WORK TASK –
Repeat, exactly as written, the line with "Detect white industrial" and every line that follows it in the material below, ending with the last.

THE RECORDS –

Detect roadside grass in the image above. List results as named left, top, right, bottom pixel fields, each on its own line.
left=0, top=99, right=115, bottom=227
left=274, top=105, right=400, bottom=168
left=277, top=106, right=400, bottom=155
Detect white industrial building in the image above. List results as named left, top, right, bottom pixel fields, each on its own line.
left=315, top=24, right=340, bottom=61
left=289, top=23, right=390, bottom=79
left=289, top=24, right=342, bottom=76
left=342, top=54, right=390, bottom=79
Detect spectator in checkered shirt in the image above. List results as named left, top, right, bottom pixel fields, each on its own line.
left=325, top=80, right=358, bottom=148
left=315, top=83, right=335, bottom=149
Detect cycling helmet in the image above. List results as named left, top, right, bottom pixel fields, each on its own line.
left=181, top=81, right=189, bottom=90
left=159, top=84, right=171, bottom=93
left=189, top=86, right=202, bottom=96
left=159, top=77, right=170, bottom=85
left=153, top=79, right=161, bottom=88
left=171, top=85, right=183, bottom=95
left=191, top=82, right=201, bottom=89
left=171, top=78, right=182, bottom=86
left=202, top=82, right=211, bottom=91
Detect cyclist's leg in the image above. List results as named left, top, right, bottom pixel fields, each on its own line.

EXERCISE SOLUTION –
Detect white industrial building in the image above. List results as named left, top, right, bottom pixel fields, each on its own line.
left=315, top=24, right=340, bottom=61
left=289, top=23, right=390, bottom=79
left=289, top=24, right=342, bottom=76
left=342, top=54, right=390, bottom=79
Detect spectator in checkered shirt in the image above. List results as named left, top, right, bottom pixel fields, each on its own line.
left=325, top=80, right=358, bottom=148
left=315, top=83, right=335, bottom=149
Detect cycling helmet in the image above. List results as named left, top, right, bottom pixel fields, each on its own line.
left=181, top=81, right=189, bottom=90
left=159, top=84, right=171, bottom=93
left=189, top=86, right=202, bottom=96
left=159, top=77, right=170, bottom=85
left=153, top=79, right=161, bottom=88
left=171, top=85, right=183, bottom=95
left=191, top=82, right=201, bottom=89
left=171, top=78, right=182, bottom=86
left=202, top=82, right=211, bottom=91
Detect cyclist's leg in the image above. List results as named left, top, right, bottom pixel fields, each on its own line.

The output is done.